GIVEN REQUEST »
In the development-costs text below, list each expense included in the $20.1 million of 2014 capital largely unrelated to reserve additions, with its dollar amount.

SOURCE »
------------------------------------------------------------------------

Future Development Costs ("FDC")

Changes in forecast FDC occur annually as a result of development activities, acquisition and disposition activities and capital cost estimates that reflect the independent evaluator's best estimate of what it will cost to bring the proved undeveloped and probable reserves on production using forecast prices and costs.

($ millions)
2014 2013
Total proved 42.6 36.8
Total proved plus probable 71.0 57.4

Chinook's 2015 budget includes the drilling of four wells (3.6 net).

NI 51-101 Finding and Development Costs ("F&D")

NI 51-101 requires that finding and development costs be calculated including changes in undiscounted FDC. Chinook's F&D costs, calculated in accordance with NI 51-101 are set forth below. Comparative F&D costs for 2013 and 2012 set forth in the tables below, including Chinook's three-year average F&D costs, do not include F&D costs associated with its former business operations in Tunisia. It is worth noting that during 2014 Chinook incurred a total of $20.1 million of capital largely unrelated to the reserve additions reflected in its year end independent reserves evaluation. These expenses included $16.4 million of crown land, $1.5 million related to its facility expansion including engineering, licencing and long lead equipment, $1.6 million related to access road upgrades, and $0.6 million in future drilling location surveys and lease work, all in its core area of Birley/Umbach.

Total Finding and Development Costs (Proved Reserves)
($ thousands, except per unit amounts)
2014 2013 2012 Three-Year Total
Exploration and development costs excluding acquisitions and dispositions (unaudited) (1) 77,542 40,120 27,549 145,210
Net change from previously allocated future development capital 6,820 8,732 (5,057 ) 10,495
Total exploration and development costs including the net change in FDC 84,362 48,851 22,492 155,705
Reserve additions excluding acquisitions, dispositions (mboe) 3,473 1,088 470 5,031
NI 51-101 total proved finding and development costs (per boe) 24.29 44.91 47.87 30.95
Total Finding and Development Costs (Proved plus Probable Reserves)

------------------------------------------------------------------------

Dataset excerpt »
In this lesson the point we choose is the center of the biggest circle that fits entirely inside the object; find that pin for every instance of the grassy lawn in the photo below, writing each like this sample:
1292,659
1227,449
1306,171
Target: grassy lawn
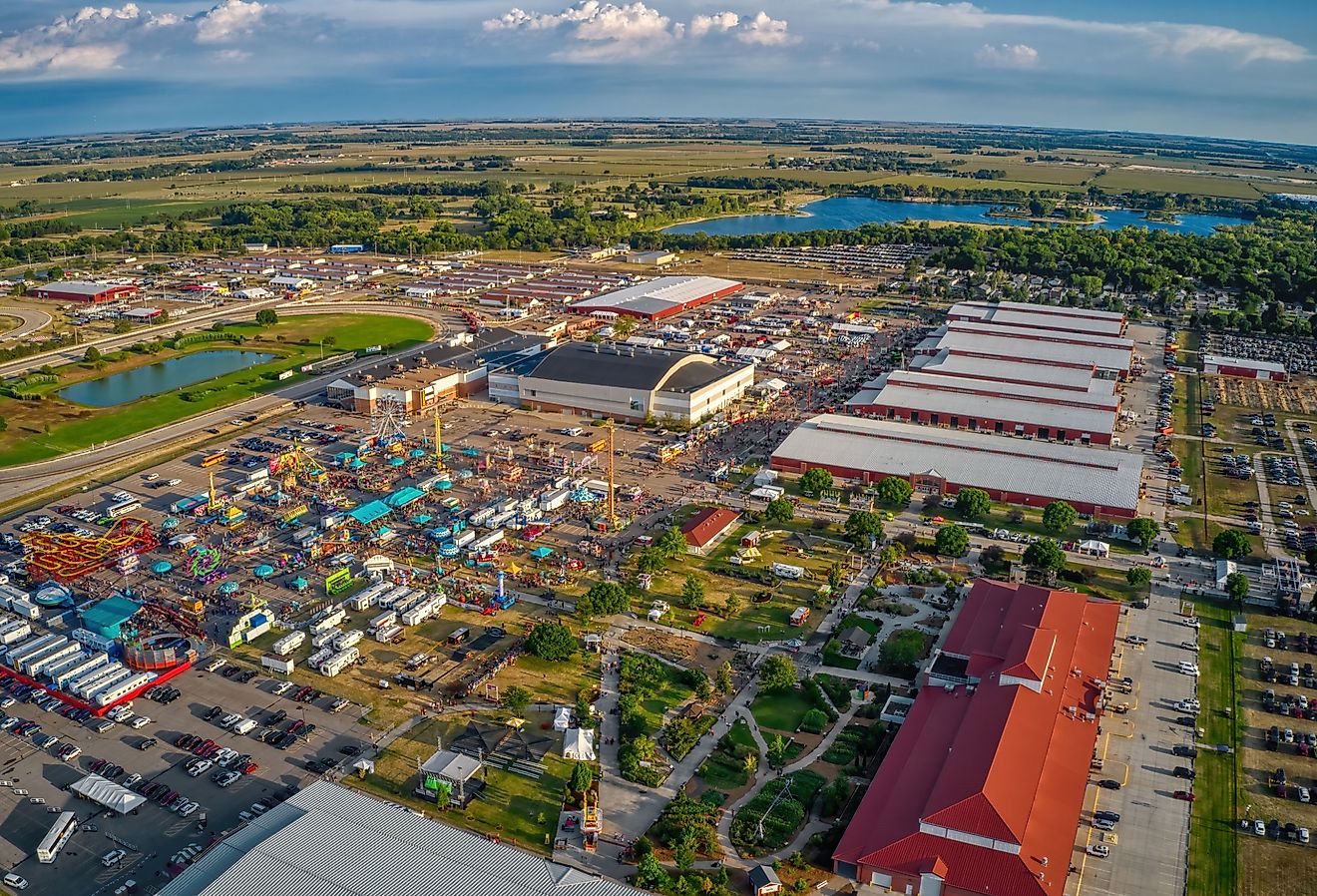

------------------------------------------------------------------------

SOLUTION TO THE EXERCISE »
- Crown land: $16.4 million
- Facility expansion, including engineering, licencing and long lead equipment: $1.5 million
- Access road upgrades: $1.6 million
- Future drilling location surveys and lease work: $0.6 million